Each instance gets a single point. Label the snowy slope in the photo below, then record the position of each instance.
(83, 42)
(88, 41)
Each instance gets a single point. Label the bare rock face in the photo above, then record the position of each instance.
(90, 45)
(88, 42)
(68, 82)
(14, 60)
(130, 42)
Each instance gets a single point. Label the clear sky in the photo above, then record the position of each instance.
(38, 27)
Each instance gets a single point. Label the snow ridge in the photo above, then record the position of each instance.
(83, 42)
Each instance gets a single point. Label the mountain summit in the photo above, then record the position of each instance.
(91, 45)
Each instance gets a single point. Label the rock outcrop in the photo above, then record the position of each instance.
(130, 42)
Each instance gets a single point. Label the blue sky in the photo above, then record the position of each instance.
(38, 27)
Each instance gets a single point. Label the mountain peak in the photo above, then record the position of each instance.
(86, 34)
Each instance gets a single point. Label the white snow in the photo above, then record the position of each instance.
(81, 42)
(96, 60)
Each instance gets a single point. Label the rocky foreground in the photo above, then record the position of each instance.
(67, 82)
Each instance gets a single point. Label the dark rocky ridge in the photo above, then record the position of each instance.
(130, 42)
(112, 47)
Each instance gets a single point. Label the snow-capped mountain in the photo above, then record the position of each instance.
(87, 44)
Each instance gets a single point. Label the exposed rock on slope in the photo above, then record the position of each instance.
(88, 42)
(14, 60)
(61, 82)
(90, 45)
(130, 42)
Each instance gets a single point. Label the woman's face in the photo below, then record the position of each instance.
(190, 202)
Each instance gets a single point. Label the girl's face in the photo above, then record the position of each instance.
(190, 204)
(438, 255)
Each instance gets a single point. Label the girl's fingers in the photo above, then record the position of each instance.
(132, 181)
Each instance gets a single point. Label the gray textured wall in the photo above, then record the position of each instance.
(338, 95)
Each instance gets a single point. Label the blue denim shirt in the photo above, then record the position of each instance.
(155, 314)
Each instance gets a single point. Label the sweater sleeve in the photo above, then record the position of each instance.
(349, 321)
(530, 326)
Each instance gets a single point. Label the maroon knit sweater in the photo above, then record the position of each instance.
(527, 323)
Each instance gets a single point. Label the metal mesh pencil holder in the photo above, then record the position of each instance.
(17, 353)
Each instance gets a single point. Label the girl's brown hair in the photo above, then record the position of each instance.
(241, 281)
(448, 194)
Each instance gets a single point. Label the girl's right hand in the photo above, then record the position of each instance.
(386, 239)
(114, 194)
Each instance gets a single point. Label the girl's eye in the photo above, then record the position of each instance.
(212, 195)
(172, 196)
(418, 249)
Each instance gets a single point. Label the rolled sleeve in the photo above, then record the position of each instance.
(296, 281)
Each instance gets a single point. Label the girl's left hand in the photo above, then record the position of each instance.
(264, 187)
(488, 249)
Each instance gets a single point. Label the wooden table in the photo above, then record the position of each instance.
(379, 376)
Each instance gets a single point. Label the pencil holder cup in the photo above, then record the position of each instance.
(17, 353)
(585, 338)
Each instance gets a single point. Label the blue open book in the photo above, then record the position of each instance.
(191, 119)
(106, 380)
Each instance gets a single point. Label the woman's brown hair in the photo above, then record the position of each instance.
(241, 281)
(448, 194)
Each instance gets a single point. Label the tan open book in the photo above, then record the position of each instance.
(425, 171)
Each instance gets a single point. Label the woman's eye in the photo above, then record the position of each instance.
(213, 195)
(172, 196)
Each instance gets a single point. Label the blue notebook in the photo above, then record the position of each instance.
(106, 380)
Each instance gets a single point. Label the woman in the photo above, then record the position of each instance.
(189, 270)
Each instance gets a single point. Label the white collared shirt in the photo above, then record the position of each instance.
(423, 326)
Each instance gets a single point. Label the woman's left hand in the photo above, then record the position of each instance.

+--

Can you recast every line from the one containing "Each instance gets a single point. Label the woman in" through the end of the items as a JSON list of strings, one string per line, with blank lines left out?

EXERCISE OUTPUT |
[
  "Each instance gets a single point. Label the woman in the photo above, then record the position of each instance.",
  "(189, 270)",
  "Each instance gets a single point. Label the white collared shirt in the photo above, then record the position of each instance.",
  "(423, 326)",
  "Each instance gets a single point. Label the woman's left hand in the photo above, then record the position of each instance."
]